Activity -> For the word "blurred", determine how many lines of the entries below contain it, and give only that number.

____ Material to process

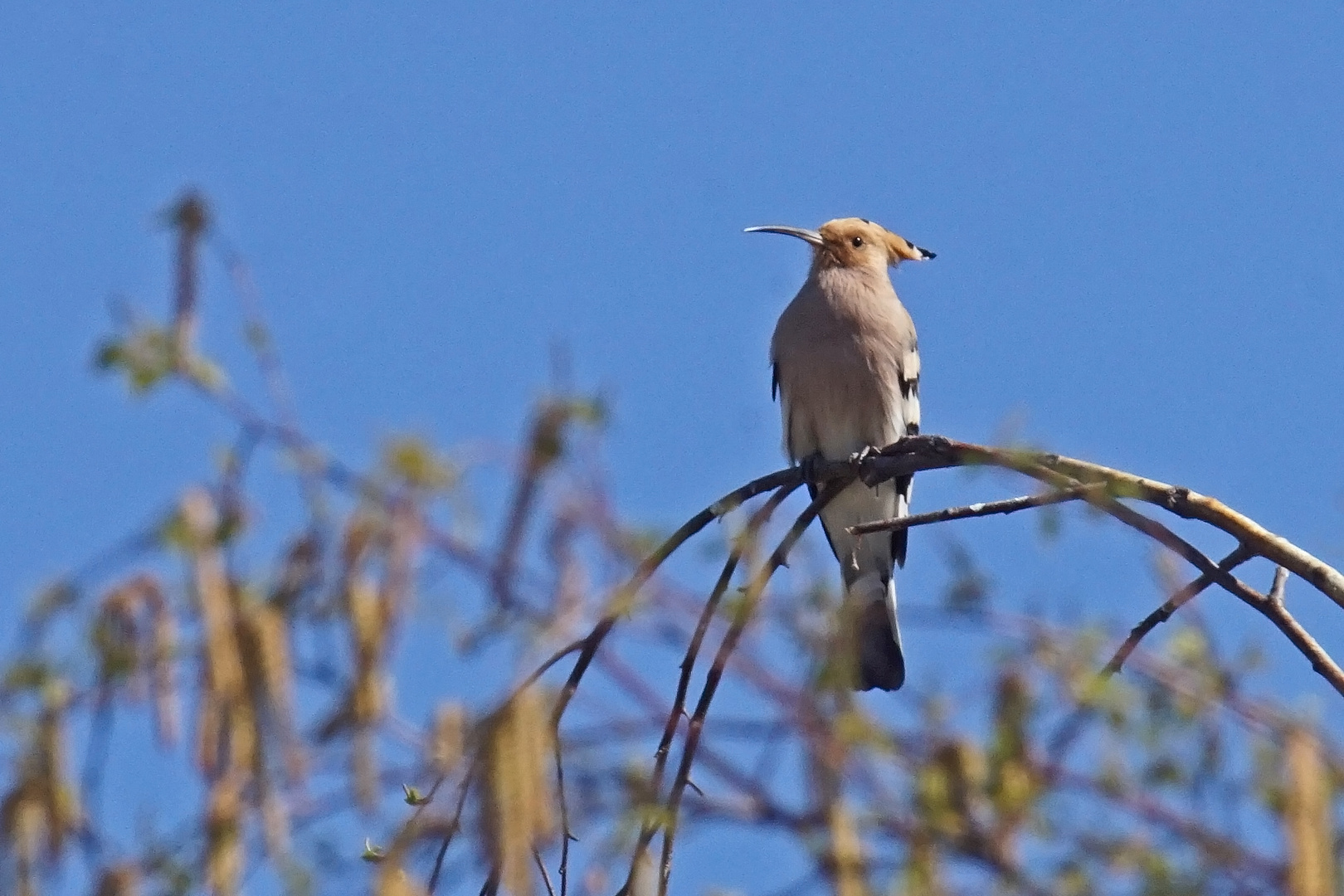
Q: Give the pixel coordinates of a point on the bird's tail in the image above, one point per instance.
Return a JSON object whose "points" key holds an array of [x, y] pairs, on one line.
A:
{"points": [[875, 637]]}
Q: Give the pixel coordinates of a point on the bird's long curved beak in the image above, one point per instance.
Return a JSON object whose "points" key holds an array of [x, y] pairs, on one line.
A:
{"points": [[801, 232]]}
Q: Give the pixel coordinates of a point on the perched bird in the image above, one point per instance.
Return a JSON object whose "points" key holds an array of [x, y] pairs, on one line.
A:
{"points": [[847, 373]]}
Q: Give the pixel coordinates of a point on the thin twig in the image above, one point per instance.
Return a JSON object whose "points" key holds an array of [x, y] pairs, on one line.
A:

________
____ Material to process

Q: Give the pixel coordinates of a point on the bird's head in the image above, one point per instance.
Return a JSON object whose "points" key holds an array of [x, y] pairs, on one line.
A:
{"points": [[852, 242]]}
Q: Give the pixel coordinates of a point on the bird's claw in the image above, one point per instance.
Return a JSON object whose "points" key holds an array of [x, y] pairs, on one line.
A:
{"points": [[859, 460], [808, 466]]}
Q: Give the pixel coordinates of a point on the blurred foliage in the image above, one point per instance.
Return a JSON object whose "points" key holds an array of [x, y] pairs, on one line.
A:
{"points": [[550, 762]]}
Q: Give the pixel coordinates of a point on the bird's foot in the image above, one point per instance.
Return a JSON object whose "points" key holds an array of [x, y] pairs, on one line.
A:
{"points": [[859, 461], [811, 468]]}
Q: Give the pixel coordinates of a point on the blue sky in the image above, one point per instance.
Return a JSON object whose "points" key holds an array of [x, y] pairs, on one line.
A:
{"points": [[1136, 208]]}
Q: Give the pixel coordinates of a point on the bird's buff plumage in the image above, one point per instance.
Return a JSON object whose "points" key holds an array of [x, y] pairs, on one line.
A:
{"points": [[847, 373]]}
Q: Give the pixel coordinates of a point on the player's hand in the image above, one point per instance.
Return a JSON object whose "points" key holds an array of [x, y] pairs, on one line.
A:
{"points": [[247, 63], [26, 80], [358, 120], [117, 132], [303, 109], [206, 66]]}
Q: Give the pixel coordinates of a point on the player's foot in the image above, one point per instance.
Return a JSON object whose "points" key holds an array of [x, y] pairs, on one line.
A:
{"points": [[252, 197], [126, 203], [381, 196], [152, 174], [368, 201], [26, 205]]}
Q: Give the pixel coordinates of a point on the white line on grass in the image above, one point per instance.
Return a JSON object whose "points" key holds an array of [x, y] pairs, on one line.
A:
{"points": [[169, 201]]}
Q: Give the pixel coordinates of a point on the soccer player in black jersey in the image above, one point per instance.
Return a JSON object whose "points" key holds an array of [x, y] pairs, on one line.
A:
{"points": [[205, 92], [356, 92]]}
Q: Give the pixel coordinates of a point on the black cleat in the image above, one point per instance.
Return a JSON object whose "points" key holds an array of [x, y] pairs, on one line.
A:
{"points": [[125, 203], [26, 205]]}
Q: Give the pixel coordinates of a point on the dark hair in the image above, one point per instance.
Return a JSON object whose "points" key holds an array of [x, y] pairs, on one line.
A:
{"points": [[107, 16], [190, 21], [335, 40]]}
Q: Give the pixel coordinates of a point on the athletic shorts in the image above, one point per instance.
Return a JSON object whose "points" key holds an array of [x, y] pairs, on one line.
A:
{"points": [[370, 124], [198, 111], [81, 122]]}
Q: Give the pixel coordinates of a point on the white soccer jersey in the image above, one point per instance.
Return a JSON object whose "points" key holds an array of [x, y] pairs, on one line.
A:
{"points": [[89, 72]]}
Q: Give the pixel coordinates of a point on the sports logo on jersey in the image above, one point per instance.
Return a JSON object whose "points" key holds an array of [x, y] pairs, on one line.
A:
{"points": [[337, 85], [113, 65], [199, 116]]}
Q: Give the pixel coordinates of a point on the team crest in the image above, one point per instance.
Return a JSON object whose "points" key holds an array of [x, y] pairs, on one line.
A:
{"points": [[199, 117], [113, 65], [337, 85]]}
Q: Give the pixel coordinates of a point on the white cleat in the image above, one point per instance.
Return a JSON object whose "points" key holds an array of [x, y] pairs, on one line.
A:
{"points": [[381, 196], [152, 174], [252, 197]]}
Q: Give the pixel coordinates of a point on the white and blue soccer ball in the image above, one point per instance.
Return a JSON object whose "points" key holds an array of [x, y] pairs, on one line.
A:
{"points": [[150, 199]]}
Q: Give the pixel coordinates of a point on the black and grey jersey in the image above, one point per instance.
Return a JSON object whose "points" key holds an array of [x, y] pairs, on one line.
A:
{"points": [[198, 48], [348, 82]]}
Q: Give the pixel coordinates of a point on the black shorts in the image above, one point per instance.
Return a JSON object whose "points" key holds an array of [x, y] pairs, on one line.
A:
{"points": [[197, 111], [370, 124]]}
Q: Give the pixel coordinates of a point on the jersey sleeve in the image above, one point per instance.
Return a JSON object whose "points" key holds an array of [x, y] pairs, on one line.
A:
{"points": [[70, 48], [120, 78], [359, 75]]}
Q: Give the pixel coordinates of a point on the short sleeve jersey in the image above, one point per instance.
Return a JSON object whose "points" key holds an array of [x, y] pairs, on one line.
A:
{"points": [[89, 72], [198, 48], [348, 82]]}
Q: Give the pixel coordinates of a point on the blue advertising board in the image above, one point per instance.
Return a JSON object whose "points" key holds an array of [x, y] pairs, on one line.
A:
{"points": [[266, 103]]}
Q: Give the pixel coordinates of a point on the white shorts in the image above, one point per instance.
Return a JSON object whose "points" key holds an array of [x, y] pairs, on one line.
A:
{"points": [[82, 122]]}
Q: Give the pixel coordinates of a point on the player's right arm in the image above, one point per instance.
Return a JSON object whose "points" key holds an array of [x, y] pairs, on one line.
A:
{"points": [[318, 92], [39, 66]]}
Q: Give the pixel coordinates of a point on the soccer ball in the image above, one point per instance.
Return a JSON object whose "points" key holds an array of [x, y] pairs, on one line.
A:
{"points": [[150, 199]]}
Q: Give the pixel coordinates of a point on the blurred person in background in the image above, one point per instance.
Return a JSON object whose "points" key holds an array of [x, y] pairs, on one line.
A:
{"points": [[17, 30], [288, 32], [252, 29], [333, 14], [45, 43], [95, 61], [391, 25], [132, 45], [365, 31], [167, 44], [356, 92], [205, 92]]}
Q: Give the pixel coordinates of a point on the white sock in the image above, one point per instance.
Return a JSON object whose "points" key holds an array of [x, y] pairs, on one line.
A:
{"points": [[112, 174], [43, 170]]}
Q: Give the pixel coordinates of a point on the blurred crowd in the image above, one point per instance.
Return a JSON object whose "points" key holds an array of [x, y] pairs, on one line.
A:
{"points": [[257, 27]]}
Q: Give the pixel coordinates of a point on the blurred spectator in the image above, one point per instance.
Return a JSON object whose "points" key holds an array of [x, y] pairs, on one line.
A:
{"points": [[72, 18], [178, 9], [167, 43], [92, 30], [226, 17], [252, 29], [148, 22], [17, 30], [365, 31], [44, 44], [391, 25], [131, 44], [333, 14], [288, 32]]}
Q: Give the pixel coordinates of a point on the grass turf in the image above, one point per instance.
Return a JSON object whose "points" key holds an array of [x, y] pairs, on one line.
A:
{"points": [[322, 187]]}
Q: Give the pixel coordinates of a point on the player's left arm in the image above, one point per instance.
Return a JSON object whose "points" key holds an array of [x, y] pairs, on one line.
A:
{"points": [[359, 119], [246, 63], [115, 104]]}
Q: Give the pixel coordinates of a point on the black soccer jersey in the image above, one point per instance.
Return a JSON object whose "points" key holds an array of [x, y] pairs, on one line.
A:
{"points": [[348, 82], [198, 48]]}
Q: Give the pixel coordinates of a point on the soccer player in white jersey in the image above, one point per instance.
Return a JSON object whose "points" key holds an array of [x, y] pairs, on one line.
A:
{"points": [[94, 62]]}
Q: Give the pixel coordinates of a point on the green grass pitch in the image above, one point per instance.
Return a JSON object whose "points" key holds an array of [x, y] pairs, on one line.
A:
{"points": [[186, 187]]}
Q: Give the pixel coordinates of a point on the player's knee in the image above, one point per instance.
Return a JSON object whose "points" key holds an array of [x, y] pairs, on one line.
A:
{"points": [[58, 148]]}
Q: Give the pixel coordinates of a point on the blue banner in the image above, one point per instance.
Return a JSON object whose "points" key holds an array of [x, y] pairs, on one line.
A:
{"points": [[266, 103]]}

________

Result of this exercise -> 4